» **The task**: Starting at the line containing "Target: drainpipe" and ending at the line containing "Identify the potted", print every line of the material below exactly, both ends included, and stop there.

» **Exercise input**:
___

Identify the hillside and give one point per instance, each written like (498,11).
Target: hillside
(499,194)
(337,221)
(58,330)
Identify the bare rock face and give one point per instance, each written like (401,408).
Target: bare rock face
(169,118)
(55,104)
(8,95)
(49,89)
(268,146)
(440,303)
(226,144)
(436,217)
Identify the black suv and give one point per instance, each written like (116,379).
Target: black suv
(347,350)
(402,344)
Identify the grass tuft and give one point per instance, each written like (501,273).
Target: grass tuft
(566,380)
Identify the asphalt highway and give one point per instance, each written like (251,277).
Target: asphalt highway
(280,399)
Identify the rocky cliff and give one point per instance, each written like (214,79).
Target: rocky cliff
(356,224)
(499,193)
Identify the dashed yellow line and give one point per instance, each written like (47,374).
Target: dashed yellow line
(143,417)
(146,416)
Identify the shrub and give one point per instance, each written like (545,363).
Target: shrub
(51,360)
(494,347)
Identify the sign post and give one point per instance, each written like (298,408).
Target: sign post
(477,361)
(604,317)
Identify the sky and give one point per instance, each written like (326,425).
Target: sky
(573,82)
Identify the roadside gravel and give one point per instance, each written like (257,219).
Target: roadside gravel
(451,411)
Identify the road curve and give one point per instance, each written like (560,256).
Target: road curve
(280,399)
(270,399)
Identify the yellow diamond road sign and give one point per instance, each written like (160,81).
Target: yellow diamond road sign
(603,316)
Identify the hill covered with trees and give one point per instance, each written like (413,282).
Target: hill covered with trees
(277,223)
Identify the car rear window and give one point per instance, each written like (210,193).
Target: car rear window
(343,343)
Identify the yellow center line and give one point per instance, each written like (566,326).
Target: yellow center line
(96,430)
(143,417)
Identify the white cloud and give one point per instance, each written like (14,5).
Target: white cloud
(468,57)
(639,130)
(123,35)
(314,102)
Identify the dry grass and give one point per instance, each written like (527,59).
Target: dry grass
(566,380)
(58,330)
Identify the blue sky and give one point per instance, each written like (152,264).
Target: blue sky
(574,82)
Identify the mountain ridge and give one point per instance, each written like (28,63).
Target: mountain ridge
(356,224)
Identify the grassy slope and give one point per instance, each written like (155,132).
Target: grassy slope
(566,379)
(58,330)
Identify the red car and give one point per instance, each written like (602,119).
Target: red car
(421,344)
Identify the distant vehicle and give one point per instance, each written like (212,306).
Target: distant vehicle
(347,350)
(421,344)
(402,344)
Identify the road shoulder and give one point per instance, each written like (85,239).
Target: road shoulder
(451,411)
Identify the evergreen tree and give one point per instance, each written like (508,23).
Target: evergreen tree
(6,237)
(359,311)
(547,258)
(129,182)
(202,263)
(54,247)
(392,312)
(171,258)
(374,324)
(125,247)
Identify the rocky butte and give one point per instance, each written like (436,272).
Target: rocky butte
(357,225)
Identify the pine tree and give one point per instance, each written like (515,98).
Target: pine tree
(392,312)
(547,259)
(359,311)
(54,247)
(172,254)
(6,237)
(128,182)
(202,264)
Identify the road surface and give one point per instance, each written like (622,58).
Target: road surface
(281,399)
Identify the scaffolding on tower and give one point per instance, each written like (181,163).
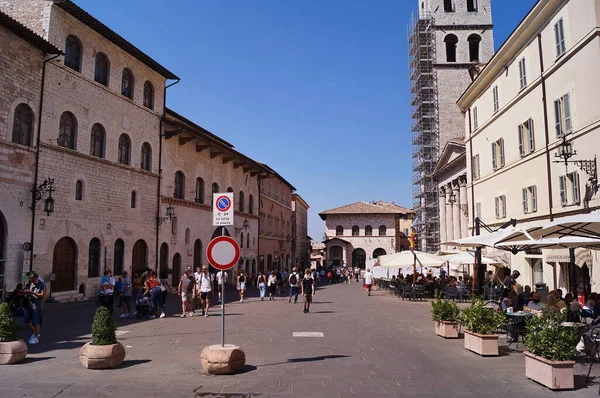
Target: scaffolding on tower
(425,137)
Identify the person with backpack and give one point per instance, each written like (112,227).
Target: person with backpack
(293,280)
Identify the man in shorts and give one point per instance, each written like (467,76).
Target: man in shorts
(205,289)
(35,292)
(186,289)
(308,289)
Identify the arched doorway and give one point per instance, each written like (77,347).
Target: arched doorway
(163,257)
(140,257)
(64,265)
(335,254)
(359,258)
(378,252)
(176,275)
(197,254)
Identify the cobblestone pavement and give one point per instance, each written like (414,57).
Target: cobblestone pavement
(371,346)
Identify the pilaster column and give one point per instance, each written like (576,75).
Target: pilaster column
(442,206)
(464,207)
(449,228)
(456,209)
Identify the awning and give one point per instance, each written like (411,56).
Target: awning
(582,256)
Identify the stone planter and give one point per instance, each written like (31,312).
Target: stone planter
(101,356)
(219,360)
(446,329)
(482,344)
(556,375)
(12,352)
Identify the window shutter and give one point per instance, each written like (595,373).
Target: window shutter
(563,190)
(521,141)
(567,110)
(557,118)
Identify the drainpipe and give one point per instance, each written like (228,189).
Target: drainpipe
(37,159)
(546,132)
(156,252)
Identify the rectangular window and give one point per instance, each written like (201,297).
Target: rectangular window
(495,95)
(522,73)
(562,115)
(559,34)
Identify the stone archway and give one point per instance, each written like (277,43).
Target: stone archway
(64,265)
(359,258)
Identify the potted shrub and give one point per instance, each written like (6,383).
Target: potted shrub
(104,351)
(12,349)
(445,315)
(551,349)
(480,323)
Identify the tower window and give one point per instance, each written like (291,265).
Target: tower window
(451,42)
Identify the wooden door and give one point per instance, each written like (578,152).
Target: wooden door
(64,265)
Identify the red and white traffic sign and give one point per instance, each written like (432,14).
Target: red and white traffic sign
(223,252)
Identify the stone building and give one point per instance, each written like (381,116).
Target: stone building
(363,231)
(300,239)
(532,130)
(446,39)
(276,216)
(22,55)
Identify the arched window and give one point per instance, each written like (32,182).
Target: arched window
(101,69)
(474,41)
(73,53)
(119,256)
(67,131)
(124,149)
(127,83)
(23,125)
(241,202)
(451,42)
(146,156)
(382,230)
(79,190)
(97,141)
(179,192)
(199,190)
(94,258)
(148,95)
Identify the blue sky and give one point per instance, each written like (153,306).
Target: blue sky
(316,89)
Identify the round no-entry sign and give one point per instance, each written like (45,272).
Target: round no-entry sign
(223,252)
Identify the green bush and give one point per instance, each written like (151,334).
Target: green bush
(548,339)
(103,328)
(480,319)
(444,310)
(8,325)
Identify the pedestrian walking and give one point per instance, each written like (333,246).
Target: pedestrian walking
(293,280)
(262,285)
(272,285)
(308,289)
(368,277)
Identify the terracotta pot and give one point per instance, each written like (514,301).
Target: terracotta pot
(557,375)
(482,344)
(446,329)
(12,352)
(101,356)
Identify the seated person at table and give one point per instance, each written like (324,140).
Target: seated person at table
(535,304)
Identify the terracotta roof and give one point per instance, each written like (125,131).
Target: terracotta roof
(367,208)
(27,34)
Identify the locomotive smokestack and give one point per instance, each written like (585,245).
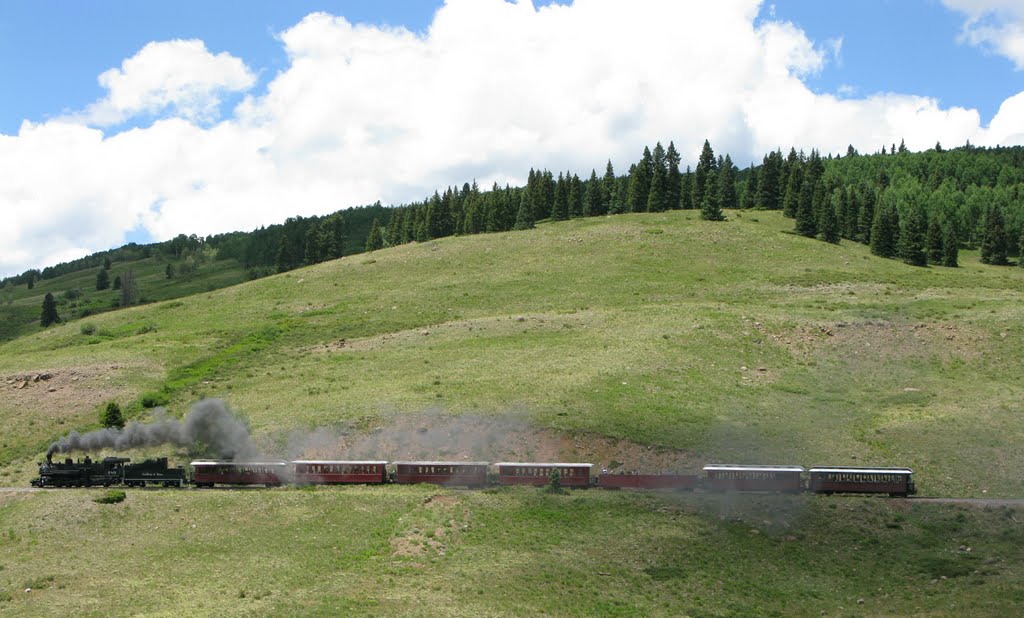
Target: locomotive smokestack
(209,423)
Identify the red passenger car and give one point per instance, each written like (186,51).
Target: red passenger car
(648,481)
(753,478)
(572,475)
(339,473)
(467,474)
(208,474)
(832,479)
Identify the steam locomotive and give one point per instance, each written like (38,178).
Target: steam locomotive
(719,478)
(107,472)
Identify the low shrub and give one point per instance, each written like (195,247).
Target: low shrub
(113,496)
(154,399)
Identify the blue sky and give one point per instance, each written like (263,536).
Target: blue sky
(53,50)
(227,115)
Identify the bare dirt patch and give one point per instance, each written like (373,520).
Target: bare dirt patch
(60,393)
(881,340)
(493,325)
(429,530)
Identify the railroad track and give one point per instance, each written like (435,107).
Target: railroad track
(932,499)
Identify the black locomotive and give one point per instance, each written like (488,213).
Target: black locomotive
(107,472)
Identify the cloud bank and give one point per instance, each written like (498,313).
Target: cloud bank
(994,25)
(365,113)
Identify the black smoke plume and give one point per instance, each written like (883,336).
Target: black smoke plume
(209,424)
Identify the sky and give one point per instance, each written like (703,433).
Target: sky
(125,121)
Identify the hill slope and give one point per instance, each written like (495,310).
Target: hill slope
(733,341)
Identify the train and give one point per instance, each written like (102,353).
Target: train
(108,472)
(713,478)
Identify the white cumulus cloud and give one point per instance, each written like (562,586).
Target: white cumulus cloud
(491,89)
(994,25)
(181,76)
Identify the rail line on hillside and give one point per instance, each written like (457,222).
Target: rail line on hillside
(926,499)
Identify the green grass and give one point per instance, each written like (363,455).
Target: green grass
(399,550)
(662,334)
(599,327)
(78,298)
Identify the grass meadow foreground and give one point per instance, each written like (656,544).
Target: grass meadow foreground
(426,552)
(649,342)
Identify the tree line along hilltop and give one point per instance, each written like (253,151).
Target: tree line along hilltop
(918,207)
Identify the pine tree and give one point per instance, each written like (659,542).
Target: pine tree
(885,229)
(574,202)
(794,184)
(472,222)
(673,177)
(750,200)
(560,209)
(608,190)
(770,182)
(657,194)
(49,315)
(314,246)
(993,240)
(706,165)
(911,237)
(593,196)
(828,222)
(524,218)
(727,184)
(950,247)
(375,239)
(1020,244)
(128,290)
(640,182)
(851,213)
(711,209)
(933,240)
(806,224)
(284,260)
(112,416)
(686,190)
(865,218)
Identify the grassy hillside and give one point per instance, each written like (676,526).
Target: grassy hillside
(723,342)
(420,552)
(648,341)
(77,295)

___

» **Answer for the task**:
Target: drainpipe
(37,159)
(546,132)
(156,252)
Identify the rectangular window and give one point per instance, each written like (201,297).
Target: rectangular window
(495,95)
(522,73)
(562,115)
(559,34)
Identify the stone archway and give one point per instance, each written like (277,43).
Target: stone archway
(64,265)
(359,258)
Identify the potted shrub and give one point per instance, each written like (6,383).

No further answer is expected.